AIM OF THE EXERCISE → Reproduce nothing but the closing run of lines: the line with "positive clicks: (570, 197)" and each line that follows it to the end of the data.

DATA PROVIDED →
== Segment start ==
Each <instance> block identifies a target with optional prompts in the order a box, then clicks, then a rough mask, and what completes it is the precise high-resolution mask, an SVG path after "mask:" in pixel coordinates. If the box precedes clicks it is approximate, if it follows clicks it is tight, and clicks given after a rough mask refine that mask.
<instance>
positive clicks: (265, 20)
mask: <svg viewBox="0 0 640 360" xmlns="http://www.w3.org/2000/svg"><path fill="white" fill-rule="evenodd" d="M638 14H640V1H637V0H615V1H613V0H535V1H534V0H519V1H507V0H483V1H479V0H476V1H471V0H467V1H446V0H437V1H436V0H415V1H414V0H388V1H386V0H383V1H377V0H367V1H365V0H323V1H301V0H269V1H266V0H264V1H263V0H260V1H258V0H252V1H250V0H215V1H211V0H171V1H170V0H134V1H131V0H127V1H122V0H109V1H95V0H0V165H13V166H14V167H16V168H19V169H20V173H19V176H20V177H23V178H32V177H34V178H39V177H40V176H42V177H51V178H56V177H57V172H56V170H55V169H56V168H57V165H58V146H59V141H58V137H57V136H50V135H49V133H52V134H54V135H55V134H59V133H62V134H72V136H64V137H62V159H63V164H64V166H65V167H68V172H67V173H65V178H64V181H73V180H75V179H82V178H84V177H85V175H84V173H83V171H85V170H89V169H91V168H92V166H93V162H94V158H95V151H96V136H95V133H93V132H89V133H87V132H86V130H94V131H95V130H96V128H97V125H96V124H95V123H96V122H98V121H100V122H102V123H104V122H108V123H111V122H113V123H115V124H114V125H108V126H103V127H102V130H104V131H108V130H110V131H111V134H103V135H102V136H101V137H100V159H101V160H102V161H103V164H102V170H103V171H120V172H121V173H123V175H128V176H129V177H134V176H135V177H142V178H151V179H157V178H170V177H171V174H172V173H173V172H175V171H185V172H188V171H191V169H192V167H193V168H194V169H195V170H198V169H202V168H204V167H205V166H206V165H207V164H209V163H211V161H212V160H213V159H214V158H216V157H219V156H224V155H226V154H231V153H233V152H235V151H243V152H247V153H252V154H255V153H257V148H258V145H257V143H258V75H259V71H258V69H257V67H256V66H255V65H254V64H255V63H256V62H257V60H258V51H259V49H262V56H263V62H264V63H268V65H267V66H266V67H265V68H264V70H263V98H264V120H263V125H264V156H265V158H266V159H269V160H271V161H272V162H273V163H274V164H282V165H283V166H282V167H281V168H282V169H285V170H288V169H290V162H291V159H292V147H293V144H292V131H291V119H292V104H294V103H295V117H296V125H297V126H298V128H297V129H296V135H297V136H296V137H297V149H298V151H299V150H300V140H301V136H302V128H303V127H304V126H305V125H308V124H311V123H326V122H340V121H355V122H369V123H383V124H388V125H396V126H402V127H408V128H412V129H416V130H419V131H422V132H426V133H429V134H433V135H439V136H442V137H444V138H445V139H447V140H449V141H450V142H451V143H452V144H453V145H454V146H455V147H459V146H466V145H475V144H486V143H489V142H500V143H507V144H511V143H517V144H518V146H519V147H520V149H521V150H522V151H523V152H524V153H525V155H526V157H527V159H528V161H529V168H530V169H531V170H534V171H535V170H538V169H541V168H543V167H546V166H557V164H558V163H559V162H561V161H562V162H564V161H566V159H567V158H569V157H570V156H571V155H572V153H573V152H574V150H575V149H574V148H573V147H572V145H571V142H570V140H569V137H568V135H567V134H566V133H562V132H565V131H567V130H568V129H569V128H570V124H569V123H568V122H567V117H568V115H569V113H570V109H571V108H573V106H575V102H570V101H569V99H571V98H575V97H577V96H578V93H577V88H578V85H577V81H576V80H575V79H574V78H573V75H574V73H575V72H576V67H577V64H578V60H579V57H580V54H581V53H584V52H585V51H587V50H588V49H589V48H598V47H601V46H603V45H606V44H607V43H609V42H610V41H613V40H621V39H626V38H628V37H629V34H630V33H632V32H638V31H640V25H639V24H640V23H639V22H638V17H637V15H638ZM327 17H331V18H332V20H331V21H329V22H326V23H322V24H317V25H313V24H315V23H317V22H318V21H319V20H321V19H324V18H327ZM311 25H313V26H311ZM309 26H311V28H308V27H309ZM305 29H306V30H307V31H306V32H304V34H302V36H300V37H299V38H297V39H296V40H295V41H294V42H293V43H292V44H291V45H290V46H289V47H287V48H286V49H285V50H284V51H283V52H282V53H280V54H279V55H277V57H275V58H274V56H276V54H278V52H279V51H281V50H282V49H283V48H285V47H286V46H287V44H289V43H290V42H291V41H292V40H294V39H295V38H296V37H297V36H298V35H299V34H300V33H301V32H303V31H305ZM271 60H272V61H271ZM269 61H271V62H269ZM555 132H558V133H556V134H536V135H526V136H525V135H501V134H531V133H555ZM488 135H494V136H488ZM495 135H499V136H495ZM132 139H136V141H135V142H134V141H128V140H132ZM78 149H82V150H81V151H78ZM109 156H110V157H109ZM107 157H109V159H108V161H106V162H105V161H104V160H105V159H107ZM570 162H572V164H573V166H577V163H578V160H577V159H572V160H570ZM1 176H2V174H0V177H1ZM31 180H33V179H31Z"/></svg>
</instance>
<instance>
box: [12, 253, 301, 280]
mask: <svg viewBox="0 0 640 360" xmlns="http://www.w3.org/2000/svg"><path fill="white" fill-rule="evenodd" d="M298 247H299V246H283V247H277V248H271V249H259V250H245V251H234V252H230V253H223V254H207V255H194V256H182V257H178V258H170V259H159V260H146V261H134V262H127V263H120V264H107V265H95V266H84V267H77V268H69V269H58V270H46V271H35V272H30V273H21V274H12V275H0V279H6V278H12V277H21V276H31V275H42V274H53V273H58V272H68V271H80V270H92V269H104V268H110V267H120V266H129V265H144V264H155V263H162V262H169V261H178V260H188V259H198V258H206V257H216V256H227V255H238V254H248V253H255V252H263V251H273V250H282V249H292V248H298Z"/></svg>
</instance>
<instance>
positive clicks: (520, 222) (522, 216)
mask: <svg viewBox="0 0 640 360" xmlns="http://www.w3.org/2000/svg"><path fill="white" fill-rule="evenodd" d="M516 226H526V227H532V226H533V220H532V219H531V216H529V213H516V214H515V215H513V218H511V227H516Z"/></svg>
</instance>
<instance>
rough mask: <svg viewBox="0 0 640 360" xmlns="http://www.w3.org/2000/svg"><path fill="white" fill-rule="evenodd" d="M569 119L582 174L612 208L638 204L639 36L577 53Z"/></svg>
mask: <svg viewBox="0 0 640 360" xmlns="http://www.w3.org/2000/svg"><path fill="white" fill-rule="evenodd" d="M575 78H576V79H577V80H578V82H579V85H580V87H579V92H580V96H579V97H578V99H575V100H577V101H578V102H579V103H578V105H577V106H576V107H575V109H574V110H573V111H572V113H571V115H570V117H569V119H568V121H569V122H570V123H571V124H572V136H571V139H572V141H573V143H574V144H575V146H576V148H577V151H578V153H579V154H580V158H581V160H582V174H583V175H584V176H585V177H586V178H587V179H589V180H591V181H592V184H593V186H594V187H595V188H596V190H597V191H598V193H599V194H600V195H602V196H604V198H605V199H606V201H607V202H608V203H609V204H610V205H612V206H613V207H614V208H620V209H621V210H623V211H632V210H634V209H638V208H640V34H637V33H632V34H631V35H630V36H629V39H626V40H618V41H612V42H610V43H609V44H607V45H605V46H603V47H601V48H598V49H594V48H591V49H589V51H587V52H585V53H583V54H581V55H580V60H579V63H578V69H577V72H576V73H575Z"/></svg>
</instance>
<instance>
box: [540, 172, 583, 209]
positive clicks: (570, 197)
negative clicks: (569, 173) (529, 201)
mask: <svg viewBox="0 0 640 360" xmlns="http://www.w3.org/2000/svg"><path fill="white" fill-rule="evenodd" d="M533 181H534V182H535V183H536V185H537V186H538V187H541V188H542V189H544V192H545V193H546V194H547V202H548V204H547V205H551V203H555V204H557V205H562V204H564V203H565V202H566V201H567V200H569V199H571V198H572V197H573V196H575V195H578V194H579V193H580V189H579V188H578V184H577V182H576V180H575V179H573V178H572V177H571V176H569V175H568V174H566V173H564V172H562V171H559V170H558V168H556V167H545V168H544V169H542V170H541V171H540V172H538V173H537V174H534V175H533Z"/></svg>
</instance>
== Segment end ==
EXERCISE OUTPUT →
positive clicks: (570, 197)
negative clicks: (569, 173) (529, 201)
mask: <svg viewBox="0 0 640 360" xmlns="http://www.w3.org/2000/svg"><path fill="white" fill-rule="evenodd" d="M533 181H534V182H535V183H536V185H537V186H538V187H541V188H542V189H544V192H545V193H546V194H547V202H548V204H547V205H551V203H555V204H557V205H562V204H564V203H565V202H566V201H567V200H569V199H571V198H572V197H573V196H575V195H578V194H579V193H580V189H579V188H578V184H577V182H576V180H575V179H573V178H572V177H571V176H569V175H568V174H566V173H564V172H562V171H559V170H558V168H556V167H545V168H544V169H542V170H541V171H540V172H538V173H537V174H534V175H533Z"/></svg>
</instance>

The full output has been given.